## [RECORDS TO USE]
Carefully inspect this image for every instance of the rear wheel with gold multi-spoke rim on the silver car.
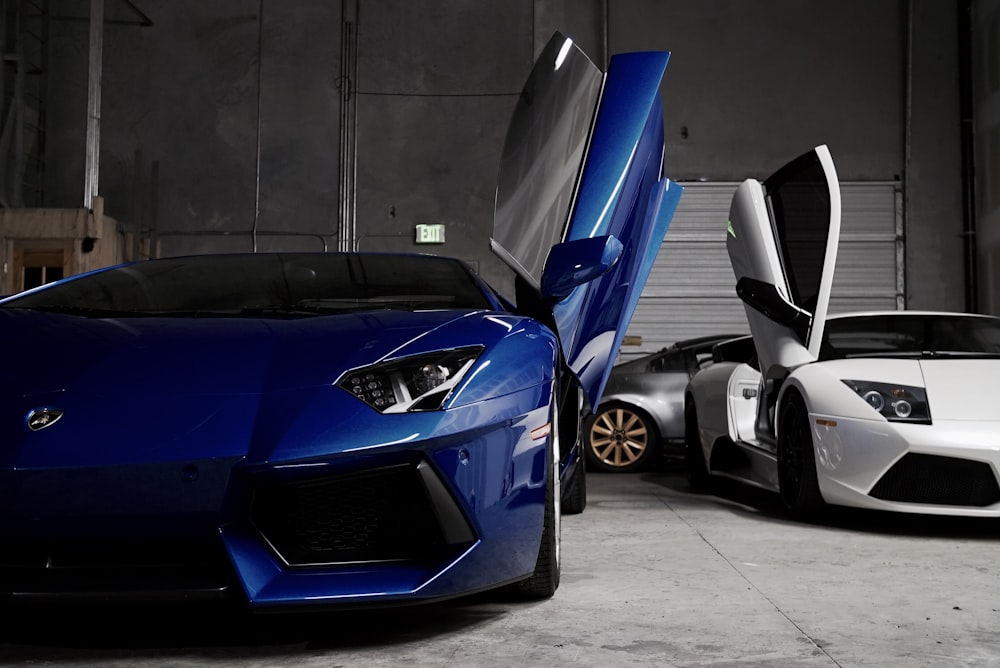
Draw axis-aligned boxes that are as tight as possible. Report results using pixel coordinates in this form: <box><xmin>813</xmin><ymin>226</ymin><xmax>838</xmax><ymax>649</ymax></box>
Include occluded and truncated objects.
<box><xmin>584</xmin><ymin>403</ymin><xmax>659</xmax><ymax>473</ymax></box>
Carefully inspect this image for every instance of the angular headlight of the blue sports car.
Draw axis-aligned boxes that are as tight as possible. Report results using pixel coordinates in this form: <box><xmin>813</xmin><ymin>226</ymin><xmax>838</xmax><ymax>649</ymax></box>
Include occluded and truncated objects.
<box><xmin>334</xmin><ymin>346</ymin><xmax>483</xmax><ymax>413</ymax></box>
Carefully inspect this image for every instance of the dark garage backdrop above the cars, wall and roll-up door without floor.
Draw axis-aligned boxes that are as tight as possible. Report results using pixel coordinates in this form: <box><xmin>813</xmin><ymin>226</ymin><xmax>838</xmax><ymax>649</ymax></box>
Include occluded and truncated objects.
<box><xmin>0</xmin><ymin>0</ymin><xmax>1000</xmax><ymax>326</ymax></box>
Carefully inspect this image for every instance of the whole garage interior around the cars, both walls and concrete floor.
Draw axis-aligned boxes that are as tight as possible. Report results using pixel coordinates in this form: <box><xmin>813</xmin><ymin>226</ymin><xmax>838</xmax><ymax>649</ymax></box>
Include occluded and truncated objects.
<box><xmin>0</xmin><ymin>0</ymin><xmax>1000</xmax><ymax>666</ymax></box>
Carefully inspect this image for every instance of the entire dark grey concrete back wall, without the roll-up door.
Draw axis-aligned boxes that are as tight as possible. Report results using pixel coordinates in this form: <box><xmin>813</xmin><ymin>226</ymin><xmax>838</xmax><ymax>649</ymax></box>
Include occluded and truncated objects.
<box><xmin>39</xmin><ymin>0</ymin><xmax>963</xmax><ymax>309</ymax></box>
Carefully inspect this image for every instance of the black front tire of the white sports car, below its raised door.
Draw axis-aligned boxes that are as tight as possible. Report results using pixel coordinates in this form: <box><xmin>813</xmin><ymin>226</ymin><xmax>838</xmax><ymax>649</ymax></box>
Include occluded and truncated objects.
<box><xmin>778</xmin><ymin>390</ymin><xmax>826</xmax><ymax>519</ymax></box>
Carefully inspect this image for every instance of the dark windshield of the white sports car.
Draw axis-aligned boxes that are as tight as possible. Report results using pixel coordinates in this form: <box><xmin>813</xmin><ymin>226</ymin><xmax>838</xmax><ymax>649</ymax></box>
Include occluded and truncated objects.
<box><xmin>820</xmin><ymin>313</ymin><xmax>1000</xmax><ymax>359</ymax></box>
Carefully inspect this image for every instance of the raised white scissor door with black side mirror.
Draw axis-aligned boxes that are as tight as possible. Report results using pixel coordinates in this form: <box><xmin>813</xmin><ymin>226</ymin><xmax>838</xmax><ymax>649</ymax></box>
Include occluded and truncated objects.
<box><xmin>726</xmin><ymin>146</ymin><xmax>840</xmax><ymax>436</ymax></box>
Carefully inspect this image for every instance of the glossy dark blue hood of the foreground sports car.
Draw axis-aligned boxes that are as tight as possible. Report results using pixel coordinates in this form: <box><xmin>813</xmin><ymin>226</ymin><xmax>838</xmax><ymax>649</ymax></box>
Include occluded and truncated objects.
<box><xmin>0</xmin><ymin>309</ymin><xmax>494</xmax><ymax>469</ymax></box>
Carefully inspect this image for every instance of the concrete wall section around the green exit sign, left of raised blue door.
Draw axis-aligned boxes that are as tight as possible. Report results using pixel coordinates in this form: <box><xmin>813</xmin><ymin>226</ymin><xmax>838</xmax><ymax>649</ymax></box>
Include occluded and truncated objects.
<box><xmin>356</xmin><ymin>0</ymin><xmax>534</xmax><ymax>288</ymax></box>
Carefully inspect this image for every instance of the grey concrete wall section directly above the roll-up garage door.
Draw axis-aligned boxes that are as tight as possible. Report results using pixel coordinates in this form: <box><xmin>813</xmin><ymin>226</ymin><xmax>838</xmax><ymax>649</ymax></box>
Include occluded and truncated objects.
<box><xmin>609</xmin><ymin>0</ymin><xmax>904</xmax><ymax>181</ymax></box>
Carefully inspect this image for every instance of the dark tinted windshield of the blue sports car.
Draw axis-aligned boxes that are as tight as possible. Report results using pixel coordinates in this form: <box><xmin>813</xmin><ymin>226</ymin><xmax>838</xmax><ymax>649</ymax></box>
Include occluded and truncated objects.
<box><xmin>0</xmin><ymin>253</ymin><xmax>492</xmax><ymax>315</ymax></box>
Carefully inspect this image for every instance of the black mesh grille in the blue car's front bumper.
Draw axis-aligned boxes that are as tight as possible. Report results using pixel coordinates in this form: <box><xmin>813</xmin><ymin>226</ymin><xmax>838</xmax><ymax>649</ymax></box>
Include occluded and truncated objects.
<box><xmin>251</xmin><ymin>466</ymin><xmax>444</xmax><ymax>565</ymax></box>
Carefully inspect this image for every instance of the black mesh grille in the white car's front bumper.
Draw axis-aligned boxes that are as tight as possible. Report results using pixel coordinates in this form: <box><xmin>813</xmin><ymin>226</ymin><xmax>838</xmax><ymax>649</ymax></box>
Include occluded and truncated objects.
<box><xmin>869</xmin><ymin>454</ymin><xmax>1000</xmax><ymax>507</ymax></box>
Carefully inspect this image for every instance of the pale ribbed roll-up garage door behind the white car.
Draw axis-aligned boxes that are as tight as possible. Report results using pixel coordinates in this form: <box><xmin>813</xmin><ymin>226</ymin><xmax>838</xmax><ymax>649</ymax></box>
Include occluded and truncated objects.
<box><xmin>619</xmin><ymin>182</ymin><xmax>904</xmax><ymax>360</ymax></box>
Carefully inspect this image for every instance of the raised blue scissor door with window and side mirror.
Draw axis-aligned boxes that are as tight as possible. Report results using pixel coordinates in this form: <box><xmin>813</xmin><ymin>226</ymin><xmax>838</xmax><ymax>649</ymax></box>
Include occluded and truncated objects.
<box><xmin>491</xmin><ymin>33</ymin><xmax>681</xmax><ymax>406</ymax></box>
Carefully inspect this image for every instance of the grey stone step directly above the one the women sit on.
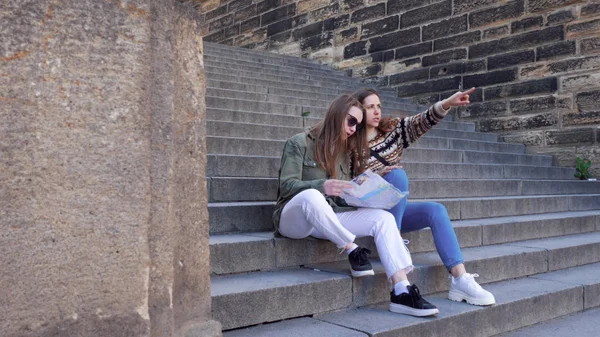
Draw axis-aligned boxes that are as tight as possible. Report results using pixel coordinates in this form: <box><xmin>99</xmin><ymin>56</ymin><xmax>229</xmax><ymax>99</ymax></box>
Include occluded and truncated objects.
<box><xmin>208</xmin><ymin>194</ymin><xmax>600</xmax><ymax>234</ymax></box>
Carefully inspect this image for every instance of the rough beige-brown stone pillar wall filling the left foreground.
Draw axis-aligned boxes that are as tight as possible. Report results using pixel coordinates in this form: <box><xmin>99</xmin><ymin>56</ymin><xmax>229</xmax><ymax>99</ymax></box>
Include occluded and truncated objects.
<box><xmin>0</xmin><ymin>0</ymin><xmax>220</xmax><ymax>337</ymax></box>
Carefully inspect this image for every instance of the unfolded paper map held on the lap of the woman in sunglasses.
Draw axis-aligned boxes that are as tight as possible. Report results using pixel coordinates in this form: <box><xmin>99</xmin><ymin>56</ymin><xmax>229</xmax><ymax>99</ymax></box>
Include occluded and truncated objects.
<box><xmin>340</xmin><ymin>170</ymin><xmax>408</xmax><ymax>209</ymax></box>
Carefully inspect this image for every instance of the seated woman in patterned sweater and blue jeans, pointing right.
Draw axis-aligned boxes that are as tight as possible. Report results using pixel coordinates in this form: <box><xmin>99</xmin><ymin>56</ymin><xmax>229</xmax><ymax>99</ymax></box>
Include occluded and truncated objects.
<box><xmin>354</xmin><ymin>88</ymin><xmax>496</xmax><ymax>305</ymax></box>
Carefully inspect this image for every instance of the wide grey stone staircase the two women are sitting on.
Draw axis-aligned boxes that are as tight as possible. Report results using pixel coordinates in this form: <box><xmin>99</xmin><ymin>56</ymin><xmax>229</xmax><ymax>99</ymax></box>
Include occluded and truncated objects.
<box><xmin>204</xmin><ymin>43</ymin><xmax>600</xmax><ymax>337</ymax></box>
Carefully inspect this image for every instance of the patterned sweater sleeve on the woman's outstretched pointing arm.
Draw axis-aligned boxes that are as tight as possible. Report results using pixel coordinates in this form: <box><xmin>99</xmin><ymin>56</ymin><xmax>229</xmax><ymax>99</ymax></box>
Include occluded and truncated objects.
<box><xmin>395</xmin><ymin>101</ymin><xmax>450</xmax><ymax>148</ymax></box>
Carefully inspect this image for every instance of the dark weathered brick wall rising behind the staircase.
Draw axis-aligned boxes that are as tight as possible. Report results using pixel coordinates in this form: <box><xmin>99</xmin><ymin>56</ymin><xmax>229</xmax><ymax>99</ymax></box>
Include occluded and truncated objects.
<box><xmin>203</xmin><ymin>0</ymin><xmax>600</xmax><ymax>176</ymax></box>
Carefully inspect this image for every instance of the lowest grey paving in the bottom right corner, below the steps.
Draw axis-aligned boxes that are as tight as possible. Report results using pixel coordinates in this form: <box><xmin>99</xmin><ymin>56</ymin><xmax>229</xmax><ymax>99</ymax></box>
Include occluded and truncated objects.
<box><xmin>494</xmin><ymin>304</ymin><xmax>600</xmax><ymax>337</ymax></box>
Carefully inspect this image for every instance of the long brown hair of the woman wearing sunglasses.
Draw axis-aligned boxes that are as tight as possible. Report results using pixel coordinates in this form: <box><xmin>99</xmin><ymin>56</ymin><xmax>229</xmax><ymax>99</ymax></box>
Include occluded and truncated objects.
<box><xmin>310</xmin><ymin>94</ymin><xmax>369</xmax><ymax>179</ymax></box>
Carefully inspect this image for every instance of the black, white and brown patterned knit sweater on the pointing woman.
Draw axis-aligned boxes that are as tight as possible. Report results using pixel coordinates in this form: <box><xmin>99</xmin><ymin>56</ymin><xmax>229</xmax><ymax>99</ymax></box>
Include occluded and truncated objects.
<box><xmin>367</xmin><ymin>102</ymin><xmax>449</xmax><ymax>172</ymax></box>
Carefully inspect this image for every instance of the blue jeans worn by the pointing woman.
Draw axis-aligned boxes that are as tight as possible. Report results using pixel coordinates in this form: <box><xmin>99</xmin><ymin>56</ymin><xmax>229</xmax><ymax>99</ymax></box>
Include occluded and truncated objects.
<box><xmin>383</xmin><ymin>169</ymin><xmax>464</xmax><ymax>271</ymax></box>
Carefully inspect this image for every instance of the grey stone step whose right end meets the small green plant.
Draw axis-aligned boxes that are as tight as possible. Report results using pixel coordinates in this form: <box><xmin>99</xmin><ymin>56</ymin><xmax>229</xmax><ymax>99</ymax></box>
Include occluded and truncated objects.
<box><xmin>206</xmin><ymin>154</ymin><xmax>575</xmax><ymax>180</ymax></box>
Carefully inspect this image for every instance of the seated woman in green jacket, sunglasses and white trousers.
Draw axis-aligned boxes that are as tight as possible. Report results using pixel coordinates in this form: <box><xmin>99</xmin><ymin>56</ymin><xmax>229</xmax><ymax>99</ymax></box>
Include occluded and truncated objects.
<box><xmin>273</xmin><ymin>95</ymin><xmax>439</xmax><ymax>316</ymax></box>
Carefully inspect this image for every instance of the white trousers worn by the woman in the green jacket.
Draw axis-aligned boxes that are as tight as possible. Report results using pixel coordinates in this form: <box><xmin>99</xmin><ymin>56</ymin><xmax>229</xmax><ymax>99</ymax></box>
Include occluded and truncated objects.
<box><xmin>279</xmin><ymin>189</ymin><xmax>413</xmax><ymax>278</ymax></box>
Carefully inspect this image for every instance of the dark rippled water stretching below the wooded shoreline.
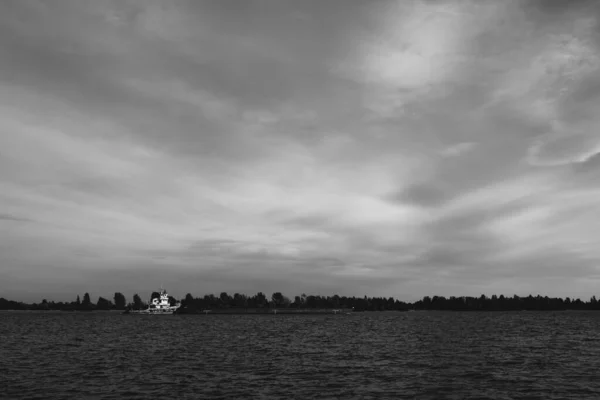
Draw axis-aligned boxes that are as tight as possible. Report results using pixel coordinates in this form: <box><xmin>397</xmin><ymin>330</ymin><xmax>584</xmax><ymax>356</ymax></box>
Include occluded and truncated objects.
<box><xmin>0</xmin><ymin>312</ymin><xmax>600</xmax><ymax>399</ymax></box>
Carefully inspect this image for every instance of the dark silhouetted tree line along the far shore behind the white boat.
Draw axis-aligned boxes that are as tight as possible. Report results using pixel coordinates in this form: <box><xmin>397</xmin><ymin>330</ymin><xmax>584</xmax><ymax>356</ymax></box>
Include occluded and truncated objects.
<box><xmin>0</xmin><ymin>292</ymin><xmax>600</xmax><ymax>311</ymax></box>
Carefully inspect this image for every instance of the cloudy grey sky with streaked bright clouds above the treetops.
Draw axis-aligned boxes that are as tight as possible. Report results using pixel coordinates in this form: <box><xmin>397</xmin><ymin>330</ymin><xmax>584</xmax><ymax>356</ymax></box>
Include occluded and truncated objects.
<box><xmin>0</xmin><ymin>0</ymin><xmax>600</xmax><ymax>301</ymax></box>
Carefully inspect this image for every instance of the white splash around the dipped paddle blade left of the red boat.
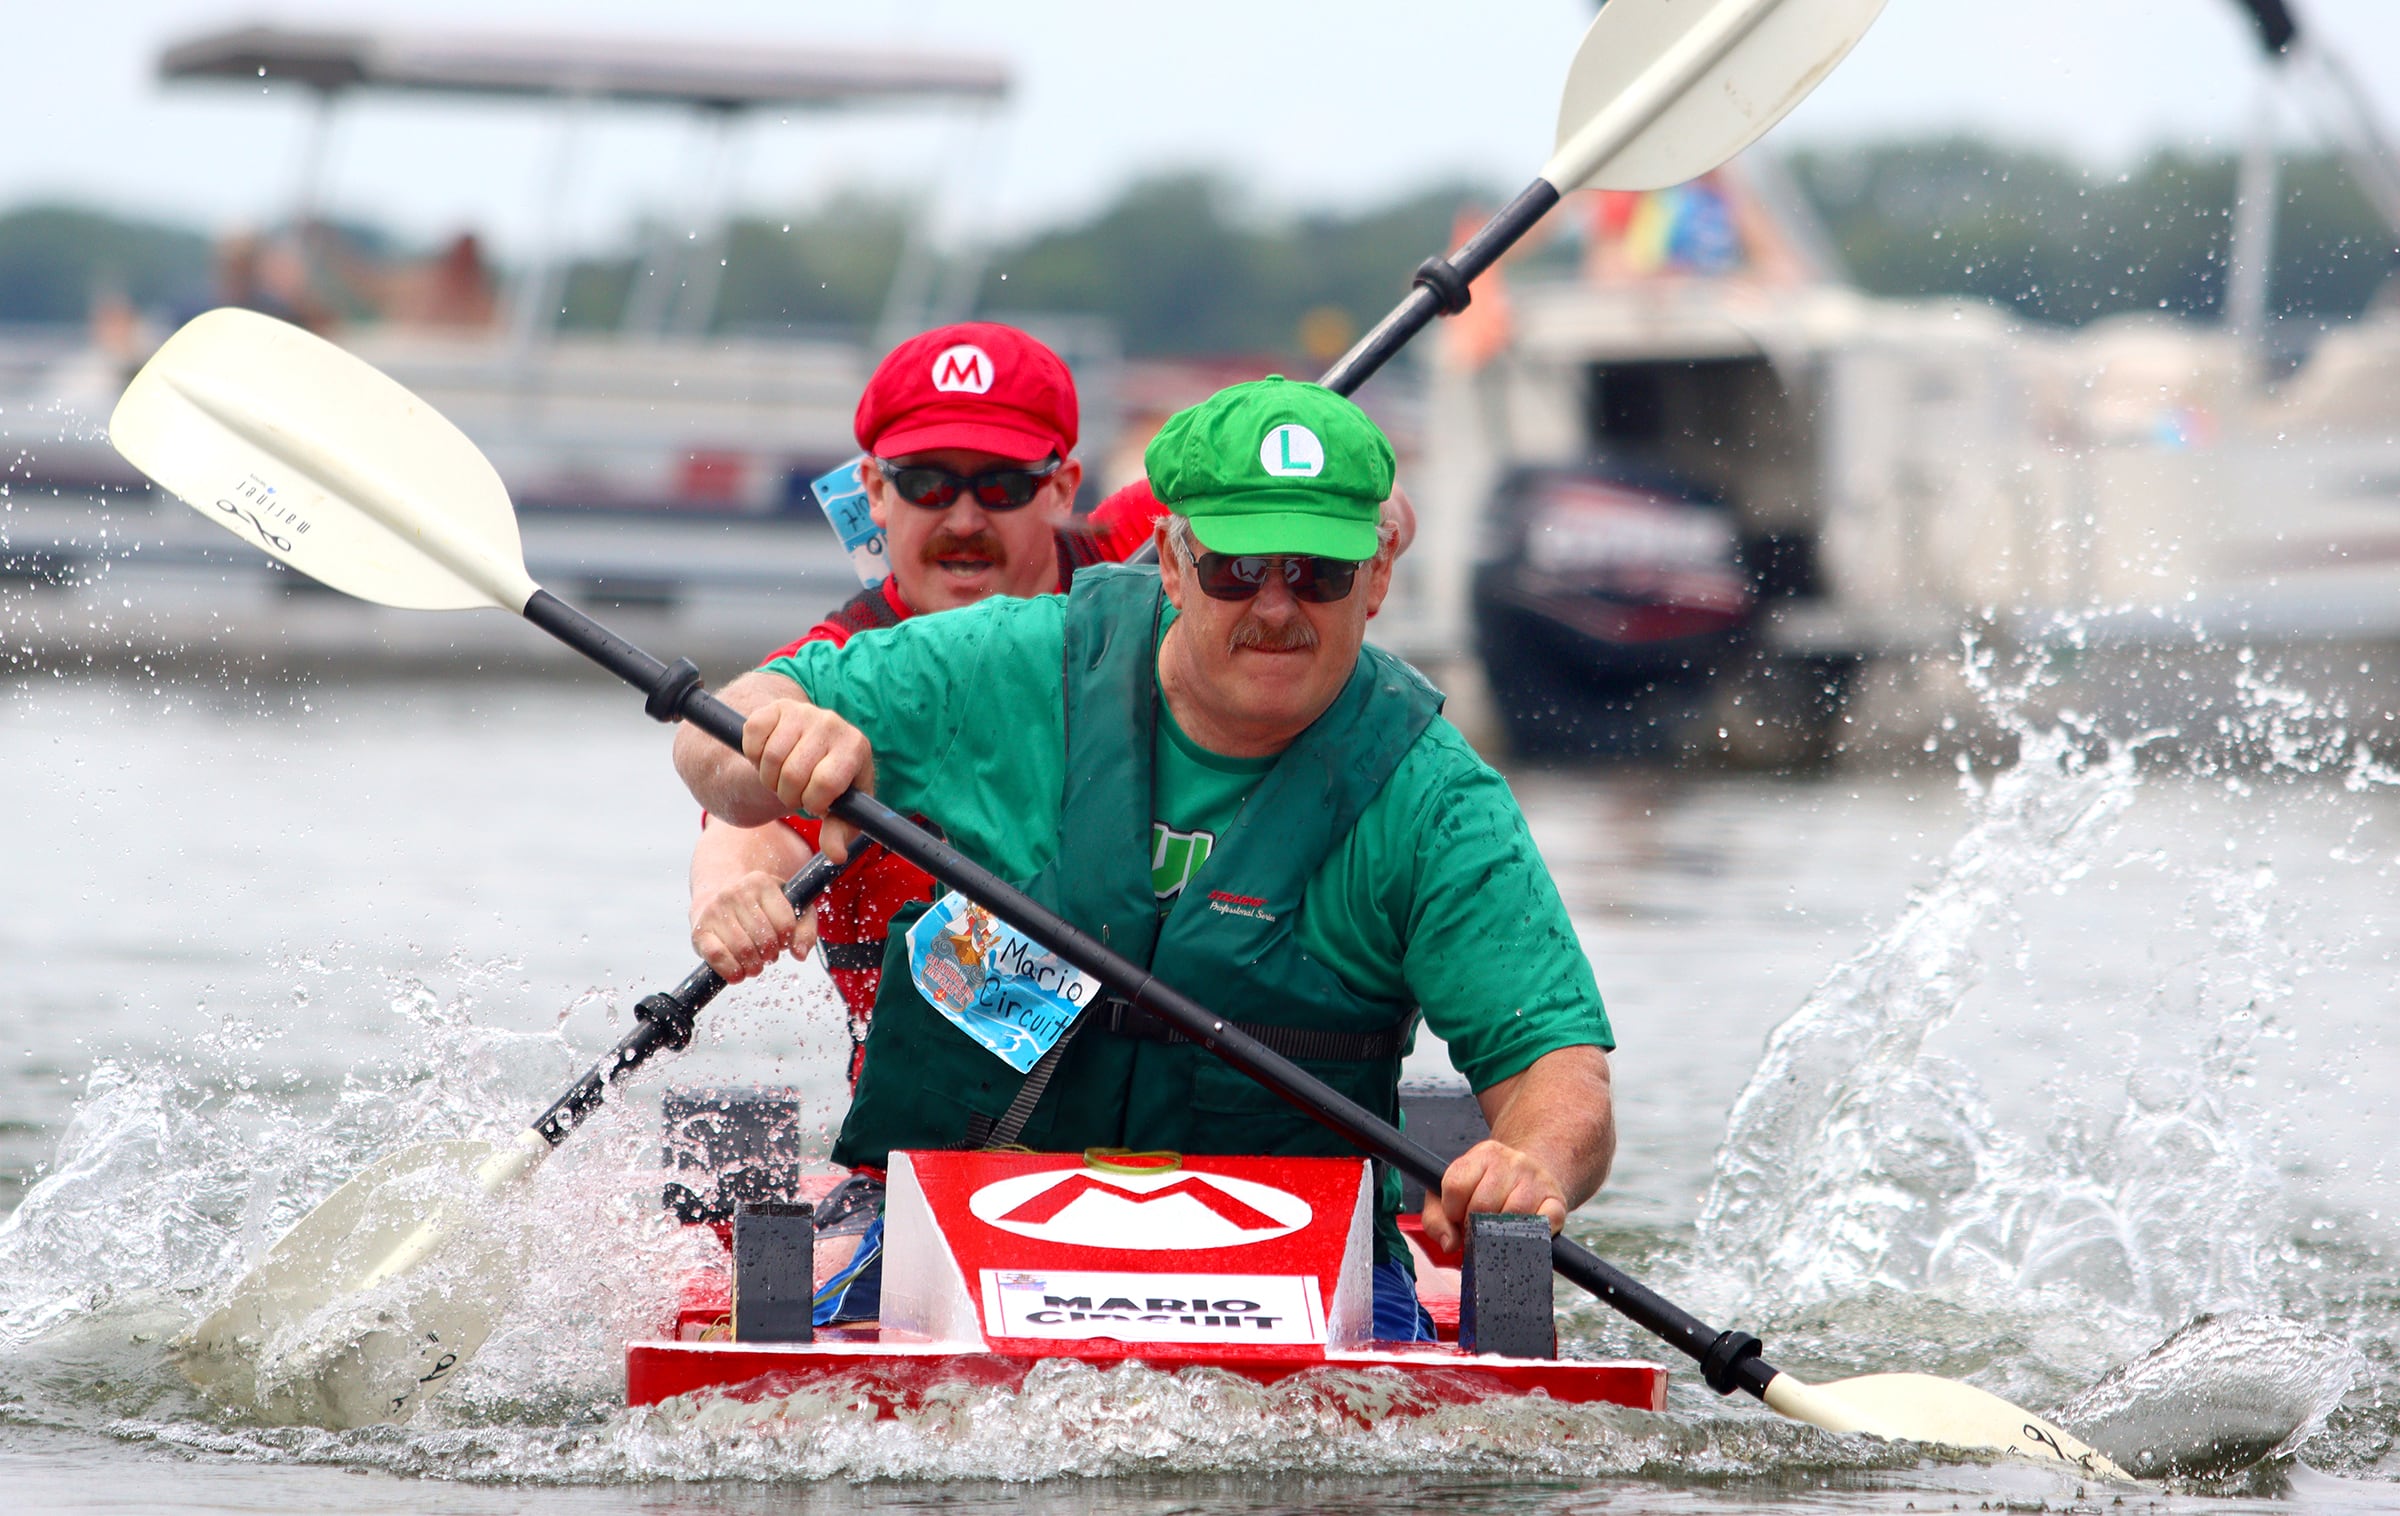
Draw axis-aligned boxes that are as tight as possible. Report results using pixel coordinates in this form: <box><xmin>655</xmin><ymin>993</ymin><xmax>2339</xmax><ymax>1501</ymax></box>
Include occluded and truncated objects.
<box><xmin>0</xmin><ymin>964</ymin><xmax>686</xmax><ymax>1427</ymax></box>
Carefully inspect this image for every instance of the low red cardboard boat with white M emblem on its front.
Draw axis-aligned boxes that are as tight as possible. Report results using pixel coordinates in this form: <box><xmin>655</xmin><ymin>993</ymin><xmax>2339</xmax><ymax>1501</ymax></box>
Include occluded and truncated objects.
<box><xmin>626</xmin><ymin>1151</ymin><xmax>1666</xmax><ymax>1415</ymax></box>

## [WHAT IS NEEDED]
What are the lines above, starting at the one with "Carefully inspect this image for every instance of the wide" and ending at the one with "Carefully inspect this image for every instance of the patterned"? Give them again exactly, and only them.

## [REPLY TO THE EXERCISE]
Carefully inspect this image for every instance of the wide grey stone staircase the two women are sitting on.
Draw axis-aligned boxes that are as tight as possible. Report results using pixel coordinates in this form: <box><xmin>99</xmin><ymin>56</ymin><xmax>229</xmax><ymax>99</ymax></box>
Include occluded and truncated objects.
<box><xmin>204</xmin><ymin>43</ymin><xmax>600</xmax><ymax>337</ymax></box>
Carefully inspect this image for every instance of the patterned sweater sleeve on the woman's outstretched pointing arm.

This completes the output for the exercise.